■ OBIETTIVO ■
Secondo l'estratto, di chi è il matrimonio che riunisce tutti i protagonisti nella premiere della quinta stagione di Girls?

Era il 2012 quando Girls, la serie della HBO creata da Lena Dunham e prodotta, tra gli altri, dalla Apatow Productions Label, fece il suo debutto sul piccolo schermo, sancendo l'inizio di un'acclamata, discussa, criticata nuova comedy-drama declinata al femminile. Con Wedding Day, episodio andato in onda nei giorni scorsi sul network statunitense, si apre ufficialmente, invece, la fase conclusiva della creazione targata Dunham che vede la premiere della quinta stagione fare da punto di snodo tra una vecchia e una nuova fase, rimanendo però sempre fedele, nel bene e nel male, allo stile narrativo che ha caratterizzato i capitoli precedenti.
Attenzione, l'articolo contiene Spoiler su Girls 5!
La quarta stagione, dopo il rifiuto di Hannah all'idea di un riavvicinamento con Adam (Adam Driver) e la decisione di Shoshanna (Zosia Mamet) di accettare la proposta di lavoro in Giappone, si era chiusa con un flashforward di sei mesi nel quale il personaggio interpretato dalla Dunham passeggiava mano nella mano con Fran (Jake Lacy), il giovane insegnante conosciuto tra i banchi della scuola nella quale entrambi lavorano. A sei mesi da quella passeggiata romantica ritroviamo tutti i protagonisti di Girls, volenti o nolenti, sotto lo stesso tetto per il matrimonio di Marnie (Allison Williams) e Desi (Ebon Moss-Bachrach), il musicista con il quale sogna di condividere una vita professionale e privata unita dalla reciproca passione per le sette note, schivando e tralasciando tutti gli indizi necessari a capire l'errore sotto gli occhi di tutti. Una nuova cerimonia, dunque, dopo quella improvvisa e segreta tra Jessa (Jemima Kirke) e Thomas (Chris O'Dowd) celebrata e conclusasi nel corso della seconda stagione, che assume però una valenza ben diversa.

Dati di origine

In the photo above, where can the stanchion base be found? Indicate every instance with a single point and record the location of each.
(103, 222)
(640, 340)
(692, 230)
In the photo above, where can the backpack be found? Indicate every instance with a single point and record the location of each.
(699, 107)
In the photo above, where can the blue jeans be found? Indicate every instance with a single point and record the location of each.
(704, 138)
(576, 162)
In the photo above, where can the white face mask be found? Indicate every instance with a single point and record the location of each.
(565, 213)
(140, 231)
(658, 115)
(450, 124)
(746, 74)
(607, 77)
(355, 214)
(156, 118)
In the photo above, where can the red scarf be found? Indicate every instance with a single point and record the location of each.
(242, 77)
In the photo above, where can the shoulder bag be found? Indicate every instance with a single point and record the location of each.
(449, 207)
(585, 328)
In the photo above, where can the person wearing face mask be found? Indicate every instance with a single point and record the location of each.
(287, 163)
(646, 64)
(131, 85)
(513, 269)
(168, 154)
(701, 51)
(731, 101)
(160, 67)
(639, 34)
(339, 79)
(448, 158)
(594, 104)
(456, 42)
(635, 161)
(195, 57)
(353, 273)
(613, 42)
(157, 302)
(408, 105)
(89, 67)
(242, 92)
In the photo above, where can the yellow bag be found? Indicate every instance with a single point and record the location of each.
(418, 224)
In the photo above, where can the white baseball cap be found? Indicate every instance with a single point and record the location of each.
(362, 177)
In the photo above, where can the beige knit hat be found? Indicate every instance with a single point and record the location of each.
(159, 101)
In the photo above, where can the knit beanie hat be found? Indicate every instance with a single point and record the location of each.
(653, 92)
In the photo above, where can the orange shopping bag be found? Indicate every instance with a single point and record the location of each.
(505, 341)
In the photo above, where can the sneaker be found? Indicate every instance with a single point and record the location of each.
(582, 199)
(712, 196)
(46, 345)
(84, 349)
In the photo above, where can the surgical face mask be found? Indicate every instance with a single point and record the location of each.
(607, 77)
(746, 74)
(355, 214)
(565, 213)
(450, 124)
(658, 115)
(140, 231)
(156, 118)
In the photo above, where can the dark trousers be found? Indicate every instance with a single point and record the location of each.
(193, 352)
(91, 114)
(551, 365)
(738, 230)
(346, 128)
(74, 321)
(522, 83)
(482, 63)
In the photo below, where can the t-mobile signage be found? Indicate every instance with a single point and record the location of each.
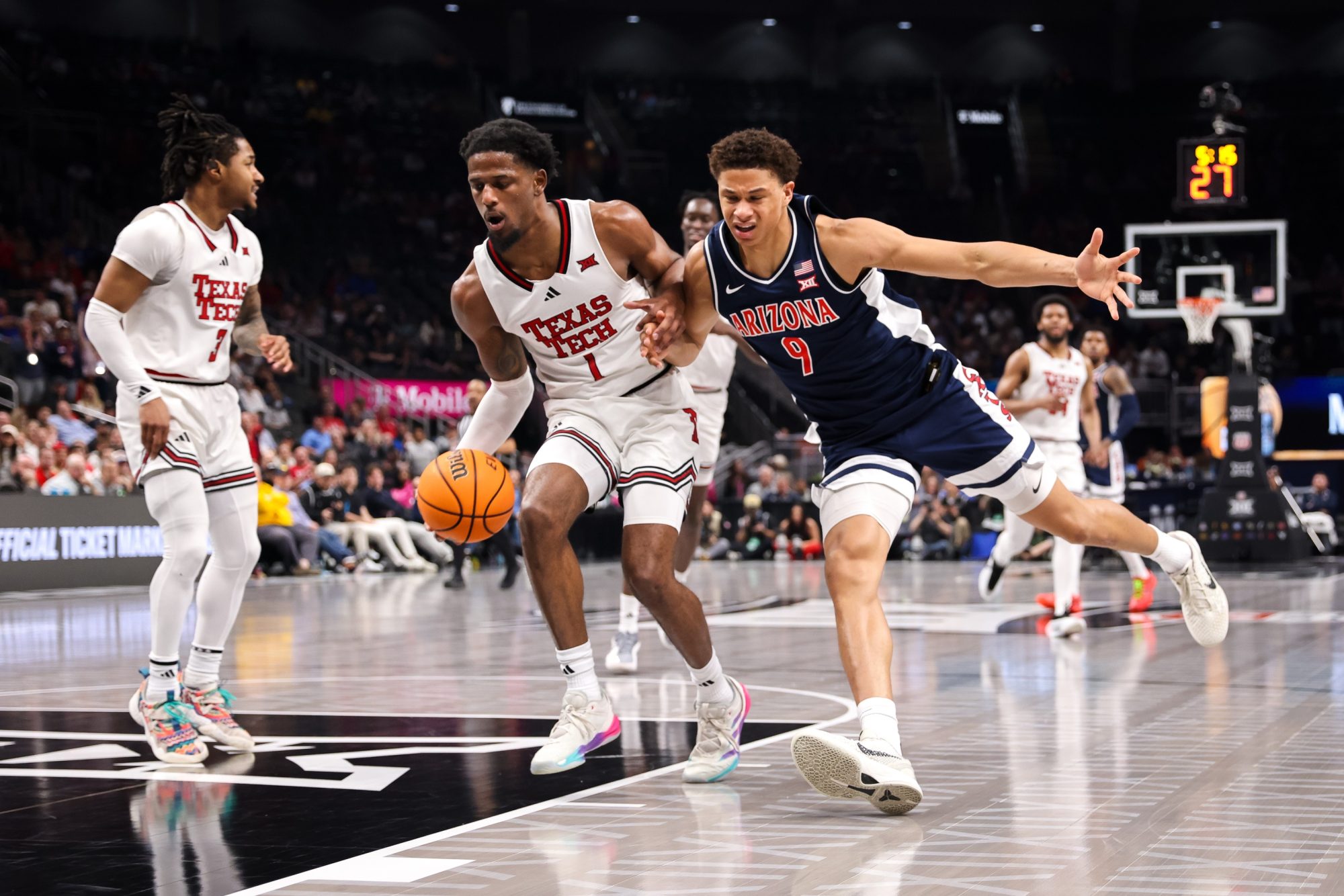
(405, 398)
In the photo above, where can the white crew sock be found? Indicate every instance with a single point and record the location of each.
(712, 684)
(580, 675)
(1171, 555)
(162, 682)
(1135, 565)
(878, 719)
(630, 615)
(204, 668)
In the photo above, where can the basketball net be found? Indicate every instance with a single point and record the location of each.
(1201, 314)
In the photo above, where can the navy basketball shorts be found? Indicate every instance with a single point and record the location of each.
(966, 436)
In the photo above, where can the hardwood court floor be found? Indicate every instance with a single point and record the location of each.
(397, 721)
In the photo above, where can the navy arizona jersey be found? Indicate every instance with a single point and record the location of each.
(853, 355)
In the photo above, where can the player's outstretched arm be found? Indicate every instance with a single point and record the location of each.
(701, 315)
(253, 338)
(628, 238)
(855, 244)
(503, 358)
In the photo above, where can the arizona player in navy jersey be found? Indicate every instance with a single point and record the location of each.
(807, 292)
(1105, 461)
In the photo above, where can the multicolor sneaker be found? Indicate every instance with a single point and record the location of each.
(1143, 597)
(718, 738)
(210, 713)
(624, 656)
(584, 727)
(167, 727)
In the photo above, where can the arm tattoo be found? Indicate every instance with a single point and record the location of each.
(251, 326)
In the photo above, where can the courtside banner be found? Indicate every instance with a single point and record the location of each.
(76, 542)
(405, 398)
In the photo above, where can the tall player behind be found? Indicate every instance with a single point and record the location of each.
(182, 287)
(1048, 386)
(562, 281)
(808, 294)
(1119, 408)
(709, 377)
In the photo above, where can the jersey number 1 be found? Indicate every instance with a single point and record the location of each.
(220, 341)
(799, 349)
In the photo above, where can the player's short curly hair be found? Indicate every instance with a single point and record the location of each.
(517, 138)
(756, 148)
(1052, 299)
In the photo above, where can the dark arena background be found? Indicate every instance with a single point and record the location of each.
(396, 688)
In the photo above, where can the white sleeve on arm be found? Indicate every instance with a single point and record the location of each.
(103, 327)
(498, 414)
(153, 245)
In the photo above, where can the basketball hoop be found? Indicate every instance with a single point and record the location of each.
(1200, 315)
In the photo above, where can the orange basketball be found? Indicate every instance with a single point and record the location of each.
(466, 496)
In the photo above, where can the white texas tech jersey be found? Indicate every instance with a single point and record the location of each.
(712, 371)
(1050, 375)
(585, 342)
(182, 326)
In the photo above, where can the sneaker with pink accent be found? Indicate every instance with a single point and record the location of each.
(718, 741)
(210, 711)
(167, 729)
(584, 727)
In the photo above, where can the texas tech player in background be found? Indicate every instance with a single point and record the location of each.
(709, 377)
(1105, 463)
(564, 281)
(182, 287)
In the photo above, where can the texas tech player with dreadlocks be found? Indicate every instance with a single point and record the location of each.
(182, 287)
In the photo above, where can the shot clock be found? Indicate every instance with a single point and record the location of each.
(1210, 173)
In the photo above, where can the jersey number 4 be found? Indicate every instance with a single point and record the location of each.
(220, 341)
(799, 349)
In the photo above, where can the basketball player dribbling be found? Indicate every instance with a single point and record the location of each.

■ RISPOSTA SCRITTA ■
È il matrimonio di Marnie e Desi.